*Desafio 1*.
Segundo o trecho do texto, qual era o nome do chefe da segurança que perseguiu o rapaz a cavalo?

O preço dum
minuto de cólera
Ismael Gomes Braga
Reformador
(FEB) Julho 1951
Quando a família do senador Públio
Lentulus, cercada de todas as garantias a que tinha direito o Enviado de
Tíbério e Representante do Senado, se encaminhava para Jerusalém, da margem da
estrada partiu uma pedra que veio ferir levemente o rosto da esposa do senador.
A dama ferida soltou um grito de susto.
O chefe da segurança, Sulpício
Tarquinius, lançou o cavalo a galope em perseguição de um rapaz de uns dezoito
anos que procurava fugir, como sendo o autor do atentado. Pouco depois conduzia
preso o jovem à presença do Senador, que determinou fosse ele impiedosamente
açoitado diante de todos, como exemplo para quantos ousassem levantar mãos
contra o Poder Imperial. Depois de cruelmente vergastado o rapaz, interrogaram
ao Senador o destino que lhe deveriam dar. A resposta do orgulho ferido foi...
- Para as galeras!..
Todos estremeceram de horror, porque
era a escravidão e a morte.
Três dias depois que o Senador se
achava em Jerusalém, já no exercício de suas funções, foi-lhe pedida uma
audiência por um pobre lavrador que era o pai do jovem condenado tão sumariamente,
e vinha implorar perdão para o filho leviano. Suplicou, cheio de humildade, o
perdão para o filho, mas foi rudemente repelido pelo orgulhoso senador. O
suplicante, diante de tanta crueldade, enfureceu-se e retirou-se jurando
vingança.
Depois de refletir um momento, o precipitado
juiz se arrependeu de sua austeridade e determinou lhe fosse trazido o
prisioneiro; porém este havia desaparecido da prisão; supunham houvesse
evadido, o que deu inteira tranquilidade à consciência do senador. Determinou que ele não fosse
perseguido pela justiça e ficou certo de que o moço regressaria tranquilamente
aos braços do pai. Muito ao contrário, porém, o moço tinha sido raptado pelos
guardas da prisão e vendido a um mercador de escravos que o levou para Roma,
como cativo, onde foi vendido.
O ódio tremendo de pai e filho, um
em Jerusalém e o outro em Roma, executaram os mais tremendos planos de
vingança, durante quarenta anos, contra o senador e sua família, O primeiro ato
dessa tremenda rede de vinganças foi o rapto de um filhinho do senador, de um
ano de idade, pejo pai do condenado. O menino raptado foi criado como escravo,
com a máxima crueldade, nos rudes trabalhos da lavoura, nas quais viveu quarenta
anos.
A ama do menino, cúmplice do rapto,
foi envenenada pelo raptor, para que não viesse a trair o segredo.
Com o passar dos anos aquele humilde
lavrador conquistou posição social e veio a ser um dos comandantes rebeldes de
Jerusalém, numa tentativa louca de libertação da Palestina. Durant a guerra,
quando Jerusalém se achava sitiada por Tito, o senador, como um dos
conselheiros civis de Tito, caiu em poder do inimigo e foi condenado pelo seu antigo
inimigo a ter os olhos vasados com ferro em brasa.

*Desafio 2*.
Reproduza, sem alterações, o trecho das linhas de dados que vai do início dessas linhas até a linha que contém "pixel 20 352", incluindo as duas extremidades.

*Dados de entrada*.
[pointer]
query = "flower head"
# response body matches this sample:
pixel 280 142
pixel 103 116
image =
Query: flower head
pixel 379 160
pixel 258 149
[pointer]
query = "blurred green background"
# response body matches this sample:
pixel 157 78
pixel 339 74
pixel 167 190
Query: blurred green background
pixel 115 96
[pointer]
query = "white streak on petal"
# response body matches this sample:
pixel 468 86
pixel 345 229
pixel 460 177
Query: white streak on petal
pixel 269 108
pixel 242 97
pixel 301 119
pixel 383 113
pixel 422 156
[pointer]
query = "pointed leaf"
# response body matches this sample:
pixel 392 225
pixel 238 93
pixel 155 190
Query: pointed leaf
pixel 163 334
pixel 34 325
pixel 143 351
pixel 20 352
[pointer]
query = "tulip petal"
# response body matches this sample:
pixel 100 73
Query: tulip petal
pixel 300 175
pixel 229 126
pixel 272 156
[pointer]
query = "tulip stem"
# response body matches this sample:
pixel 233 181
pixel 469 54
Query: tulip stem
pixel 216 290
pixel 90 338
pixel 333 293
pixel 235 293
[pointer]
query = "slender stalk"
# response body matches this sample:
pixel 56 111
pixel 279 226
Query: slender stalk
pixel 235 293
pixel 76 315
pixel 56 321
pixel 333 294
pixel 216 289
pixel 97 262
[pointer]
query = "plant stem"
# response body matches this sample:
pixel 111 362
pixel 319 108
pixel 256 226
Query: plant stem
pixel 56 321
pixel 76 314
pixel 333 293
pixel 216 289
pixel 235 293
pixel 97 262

*Resposta 1*.
Sulpício Tarquinius.

*Resposta 2*.
[pointer]
query = "flower head"
# response body matches this sample:
pixel 280 142
pixel 103 116
image =
Query: flower head
pixel 379 160
pixel 258 149
[pointer]
query = "blurred green background"
# response body matches this sample:
pixel 157 78
pixel 339 74
pixel 167 190
Query: blurred green background
pixel 115 96
[pointer]
query = "white streak on petal"
# response body matches this sample:
pixel 468 86
pixel 345 229
pixel 460 177
Query: white streak on petal
pixel 269 108
pixel 242 97
pixel 301 119
pixel 383 113
pixel 422 156
[pointer]
query = "pointed leaf"
# response body matches this sample:
pixel 392 225
pixel 238 93
pixel 155 190
Query: pointed leaf
pixel 163 334
pixel 34 325
pixel 143 351
pixel 20 352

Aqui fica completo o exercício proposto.